Action item: Each record should appear again in the response exactly as it does in the original.

[Stored data]
● ● ●
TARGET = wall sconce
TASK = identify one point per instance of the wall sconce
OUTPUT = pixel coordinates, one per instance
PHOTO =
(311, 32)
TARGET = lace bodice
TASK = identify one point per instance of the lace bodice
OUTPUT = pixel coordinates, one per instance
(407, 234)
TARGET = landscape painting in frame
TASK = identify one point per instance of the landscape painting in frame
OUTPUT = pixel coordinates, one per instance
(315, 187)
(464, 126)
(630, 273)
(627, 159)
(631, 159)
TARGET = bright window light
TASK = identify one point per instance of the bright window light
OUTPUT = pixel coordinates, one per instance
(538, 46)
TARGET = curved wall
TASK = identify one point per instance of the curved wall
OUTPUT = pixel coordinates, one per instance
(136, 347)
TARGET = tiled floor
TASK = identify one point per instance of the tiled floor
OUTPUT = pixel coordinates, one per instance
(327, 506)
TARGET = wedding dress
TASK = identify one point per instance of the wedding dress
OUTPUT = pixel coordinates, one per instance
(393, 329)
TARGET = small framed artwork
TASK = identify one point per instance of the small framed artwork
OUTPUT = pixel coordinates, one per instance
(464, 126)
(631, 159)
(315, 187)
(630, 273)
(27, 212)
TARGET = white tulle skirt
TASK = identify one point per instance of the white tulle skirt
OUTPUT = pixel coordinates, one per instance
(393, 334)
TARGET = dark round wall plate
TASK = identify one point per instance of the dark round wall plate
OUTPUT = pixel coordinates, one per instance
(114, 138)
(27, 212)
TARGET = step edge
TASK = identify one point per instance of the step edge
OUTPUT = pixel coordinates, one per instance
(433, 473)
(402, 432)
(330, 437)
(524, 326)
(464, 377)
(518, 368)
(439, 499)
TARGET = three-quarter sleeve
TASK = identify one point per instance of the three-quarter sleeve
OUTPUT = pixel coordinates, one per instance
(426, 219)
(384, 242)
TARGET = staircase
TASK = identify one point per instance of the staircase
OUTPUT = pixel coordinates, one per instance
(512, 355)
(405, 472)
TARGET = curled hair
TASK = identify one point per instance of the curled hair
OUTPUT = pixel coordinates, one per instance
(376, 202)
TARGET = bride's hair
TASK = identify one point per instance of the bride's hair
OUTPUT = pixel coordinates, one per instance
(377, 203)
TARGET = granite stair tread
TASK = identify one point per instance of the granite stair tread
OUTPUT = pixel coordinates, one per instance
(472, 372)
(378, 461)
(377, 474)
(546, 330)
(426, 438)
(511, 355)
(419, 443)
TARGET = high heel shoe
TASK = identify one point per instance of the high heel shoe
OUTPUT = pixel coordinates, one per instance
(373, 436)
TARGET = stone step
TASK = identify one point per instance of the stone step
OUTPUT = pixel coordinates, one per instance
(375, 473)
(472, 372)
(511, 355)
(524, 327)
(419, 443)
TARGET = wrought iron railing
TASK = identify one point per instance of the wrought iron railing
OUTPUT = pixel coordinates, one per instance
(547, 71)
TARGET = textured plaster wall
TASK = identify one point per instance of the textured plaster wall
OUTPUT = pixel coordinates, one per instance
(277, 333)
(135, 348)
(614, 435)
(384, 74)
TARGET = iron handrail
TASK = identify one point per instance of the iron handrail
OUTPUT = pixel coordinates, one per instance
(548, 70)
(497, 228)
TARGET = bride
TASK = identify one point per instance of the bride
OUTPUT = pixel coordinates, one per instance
● ● ●
Completed exercise:
TARGET = wall sconce
TASK = identify one point per instance of the wall sconce
OUTPUT = pixel coordinates, one per instance
PHOTO =
(311, 32)
TARGET = lace bodice
TASK = identify one point per instance of the lace bodice
OUTPUT = pixel coordinates, one per instance
(407, 234)
TARGET = landscape painting in frame
TASK = identify one point per instance of the landscape painting in frame
OUTPUT = pixel coordinates, one per instance
(315, 187)
(464, 126)
(630, 273)
(627, 159)
(631, 159)
TARGET = bright window light
TASK = identify one point per instance of the bright window light
OUTPUT = pixel coordinates, one per instance
(538, 46)
TARGET = curved wall
TASK = identify one point per instance of the curved wall
OUTPUT = pixel coordinates, one per instance
(136, 347)
TARGET = tiled floor
TASK = identify one point per instance of the tiled floor
OUTPUT = pixel coordinates, one per instance
(327, 506)
TARGET = wedding dress
TASK = identify one point per instance of the wedding dress
OUTPUT = pixel coordinates, one per instance
(393, 329)
TARGET = small framed artwork
TASK = identify one point per instance of the small framed artwork
OUTPUT = pixel coordinates, one per instance
(464, 126)
(631, 159)
(315, 187)
(630, 273)
(27, 212)
TARGET = white tulle skirt
TASK = identify one point per instance of the white tulle skirt
OUTPUT = pixel coordinates, one per instance
(393, 334)
TARGET = dark round wall plate
TASK = identify one point per instance of the dark round wall plate
OUTPUT = pixel coordinates, one per instance
(114, 138)
(27, 212)
TARGET = step edge
TASK = identify one point per instance of the step edge
OUTPUT = pixel coordinates, one per instance
(433, 473)
(402, 432)
(330, 437)
(524, 326)
(464, 377)
(518, 368)
(439, 499)
TARGET = three-quarter sleeve
TASK = identify one point per instance of the three-quarter sleeve
OUTPUT = pixel coordinates, one per instance
(426, 219)
(384, 242)
TARGET = staircase
TASK = identify one point per instance of the staircase
OUTPUT = pixel coordinates, one per instance
(512, 355)
(405, 472)
TARGET = curled hair
TASK = identify one point per instance of the curled hair
OUTPUT = pixel coordinates, one per instance
(376, 202)
TARGET = bride's hair
TASK = identify one point per instance of the bride's hair
OUTPUT = pixel coordinates, one per instance
(377, 203)
TARGET = granite stair tread
TASK = identify one point per instance of the granite stair tread
OUTPUT = pixel coordinates, one per instance
(472, 372)
(378, 461)
(377, 474)
(546, 330)
(426, 438)
(511, 355)
(419, 443)
TARGET = high heel shoe
TASK = identify one point per instance of the high heel shoe
OUTPUT = pixel coordinates, one per instance
(373, 436)
TARGET = stone step
TASK = identify one point per instance of the stone step
OUTPUT = pixel coordinates, one per instance
(375, 473)
(472, 372)
(511, 355)
(524, 327)
(419, 443)
TARGET = wrought iron railing
TASK = identify one point per instance of the wrought iron railing
OUTPUT = pixel coordinates, one per instance
(547, 71)
TARGET = textured plaster wall
TASK = identify one point per instance of the textured plaster wall
OUTPUT = pixel coordinates, one per instance
(277, 333)
(135, 348)
(614, 435)
(384, 74)
TARGET = iron handrail
TASK = identify one point per instance of the iron handrail
OUTPUT = pixel coordinates, one per instance
(548, 70)
(497, 228)
TARGET = bride
TASK = identify one point per instance of the bride
OUTPUT = pixel coordinates, one per instance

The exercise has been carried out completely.